:: WHAT TO WORK ON ::
Return every line of the material below unchanged, character for character.

(begin)

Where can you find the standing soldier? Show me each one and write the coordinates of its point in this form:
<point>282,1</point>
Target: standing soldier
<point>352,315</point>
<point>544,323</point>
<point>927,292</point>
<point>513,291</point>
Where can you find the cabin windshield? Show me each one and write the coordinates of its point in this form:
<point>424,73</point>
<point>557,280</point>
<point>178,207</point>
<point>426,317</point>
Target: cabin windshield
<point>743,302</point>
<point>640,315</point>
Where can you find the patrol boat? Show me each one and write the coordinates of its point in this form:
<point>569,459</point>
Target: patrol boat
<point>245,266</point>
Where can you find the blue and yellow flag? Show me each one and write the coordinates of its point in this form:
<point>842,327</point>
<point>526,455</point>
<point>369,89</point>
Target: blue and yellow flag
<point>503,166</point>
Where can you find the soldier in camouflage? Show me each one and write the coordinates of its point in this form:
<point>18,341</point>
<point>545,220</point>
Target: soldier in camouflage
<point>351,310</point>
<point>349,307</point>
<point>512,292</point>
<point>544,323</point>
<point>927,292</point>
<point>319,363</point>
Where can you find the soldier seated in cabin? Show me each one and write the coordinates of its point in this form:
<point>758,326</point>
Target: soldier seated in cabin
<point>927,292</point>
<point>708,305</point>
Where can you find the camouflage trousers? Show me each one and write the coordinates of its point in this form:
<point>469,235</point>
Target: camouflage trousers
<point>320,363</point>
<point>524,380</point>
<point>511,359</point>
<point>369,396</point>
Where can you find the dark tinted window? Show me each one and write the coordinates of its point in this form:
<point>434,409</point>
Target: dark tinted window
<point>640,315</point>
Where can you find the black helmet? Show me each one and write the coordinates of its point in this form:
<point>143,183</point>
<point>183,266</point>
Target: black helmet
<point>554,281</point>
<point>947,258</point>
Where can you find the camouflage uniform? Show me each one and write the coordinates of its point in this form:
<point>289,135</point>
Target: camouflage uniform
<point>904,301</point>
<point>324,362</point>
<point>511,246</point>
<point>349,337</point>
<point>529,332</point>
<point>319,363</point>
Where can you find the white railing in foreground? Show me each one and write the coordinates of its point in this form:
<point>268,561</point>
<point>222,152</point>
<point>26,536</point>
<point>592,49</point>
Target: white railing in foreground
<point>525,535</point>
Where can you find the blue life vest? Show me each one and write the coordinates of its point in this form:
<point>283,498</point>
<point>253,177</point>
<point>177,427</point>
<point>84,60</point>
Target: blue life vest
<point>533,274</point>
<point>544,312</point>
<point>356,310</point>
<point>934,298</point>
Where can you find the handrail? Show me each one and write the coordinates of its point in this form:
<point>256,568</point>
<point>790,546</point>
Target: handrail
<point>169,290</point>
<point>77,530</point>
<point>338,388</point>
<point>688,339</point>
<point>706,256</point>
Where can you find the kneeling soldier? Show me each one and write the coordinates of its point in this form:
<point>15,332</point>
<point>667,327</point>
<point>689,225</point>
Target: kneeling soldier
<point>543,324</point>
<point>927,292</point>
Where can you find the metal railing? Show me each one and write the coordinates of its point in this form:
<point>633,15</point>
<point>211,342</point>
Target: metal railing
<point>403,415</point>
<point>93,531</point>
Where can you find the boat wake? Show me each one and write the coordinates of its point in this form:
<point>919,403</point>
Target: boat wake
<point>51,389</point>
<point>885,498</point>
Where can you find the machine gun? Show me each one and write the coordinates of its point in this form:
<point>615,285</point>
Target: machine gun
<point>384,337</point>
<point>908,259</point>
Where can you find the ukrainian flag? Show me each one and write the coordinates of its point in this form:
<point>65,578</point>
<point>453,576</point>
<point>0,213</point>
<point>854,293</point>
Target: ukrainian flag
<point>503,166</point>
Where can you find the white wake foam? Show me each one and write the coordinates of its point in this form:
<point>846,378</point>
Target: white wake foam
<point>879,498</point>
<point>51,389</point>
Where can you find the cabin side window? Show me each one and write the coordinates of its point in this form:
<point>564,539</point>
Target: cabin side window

(end)

:: RESULT BELOW ::
Where can you find the standing soldier? Show me each one and write the coordinates of its point in this form:
<point>282,1</point>
Target: standing soldier
<point>352,315</point>
<point>544,323</point>
<point>927,292</point>
<point>513,291</point>
Where can you find the cabin windshield? Show me each one and write the coordinates of its point in this form:
<point>424,73</point>
<point>557,280</point>
<point>178,207</point>
<point>426,317</point>
Target: cabin windshield
<point>743,302</point>
<point>640,315</point>
Where can you find the patrol boat? Show me each one and write the coordinates of its point in this form:
<point>569,459</point>
Target: patrol boat
<point>245,266</point>
Where can you find the blue and yellow flag? Show me each one and write the coordinates of its point in this form:
<point>842,327</point>
<point>526,455</point>
<point>369,89</point>
Target: blue and yellow flag
<point>503,166</point>
Where can you find the soldier in camouflage? Show me each one and write the coordinates of its point in this form:
<point>18,341</point>
<point>545,220</point>
Target: soldier in camouflage
<point>351,310</point>
<point>349,307</point>
<point>512,292</point>
<point>544,323</point>
<point>927,292</point>
<point>319,363</point>
Where can you find the soldier seated in cabin? Show me each one and write the coordinates of its point in this form:
<point>758,326</point>
Target: soldier seated in cabin
<point>927,292</point>
<point>708,305</point>
Where can you find the camouflage trousers? Show me each one and write the coordinates of its point in this form:
<point>469,235</point>
Target: camouflage trousers
<point>320,363</point>
<point>524,380</point>
<point>511,359</point>
<point>369,396</point>
Where can you find the dark tinted window? Show me each one and write the coordinates of its point in this form:
<point>434,409</point>
Target: dark tinted window
<point>640,315</point>
Where can you find the black helmet? Show me each one and write the coordinates of its point in this form:
<point>143,183</point>
<point>183,266</point>
Target: black helmet
<point>554,281</point>
<point>947,258</point>
Where can you find the camouflage uniform? Show me each one and write the coordinates of its point in this form:
<point>289,135</point>
Target: camouflage uniform
<point>904,301</point>
<point>324,362</point>
<point>511,246</point>
<point>349,337</point>
<point>529,332</point>
<point>319,363</point>
Where can you find the white railing in foreground? Show me each one and write the coordinates of its point in this form:
<point>268,561</point>
<point>222,152</point>
<point>26,536</point>
<point>592,49</point>
Target: white railing in foreground
<point>525,535</point>
Where can you find the blue life vest? Show me each one and write the coordinates of its point in this form:
<point>283,498</point>
<point>253,177</point>
<point>177,427</point>
<point>84,60</point>
Target: blue life vest
<point>533,274</point>
<point>544,312</point>
<point>356,310</point>
<point>934,298</point>
Where can you find the handrail? Show me each one and write the coordinates of its point in this form:
<point>256,568</point>
<point>790,546</point>
Target: handrail
<point>169,290</point>
<point>77,530</point>
<point>338,388</point>
<point>688,339</point>
<point>706,256</point>
Where can you find the kneeling soldier? Show me each one and write the coordinates of its point in this form:
<point>15,332</point>
<point>667,327</point>
<point>689,225</point>
Target: kneeling soldier
<point>543,324</point>
<point>927,292</point>
Where can you find the metal railing? Show me each one and write the coordinates of its point in this form:
<point>633,15</point>
<point>211,342</point>
Target: metal railing
<point>403,415</point>
<point>93,531</point>
Where can you find the boat wake? Show me each one and write the coordinates of its point in this form:
<point>919,403</point>
Target: boat wake
<point>51,389</point>
<point>885,498</point>
Where can you find the machine gun? Show me each one and write the coordinates of its point in this form:
<point>615,285</point>
Target: machine gun
<point>384,337</point>
<point>908,259</point>
Where can you find the ukrainian flag? Show me each one and write the coordinates of its point in this form:
<point>65,578</point>
<point>453,576</point>
<point>0,213</point>
<point>854,293</point>
Target: ukrainian flag
<point>503,166</point>
Where can you find the white wake foam? Show me each one and write the coordinates of its point in this form:
<point>846,378</point>
Target: white wake foam
<point>879,498</point>
<point>51,389</point>
Where can you find the cabin side window? Show me each one and write the coordinates of its point in this form:
<point>564,539</point>
Target: cabin side window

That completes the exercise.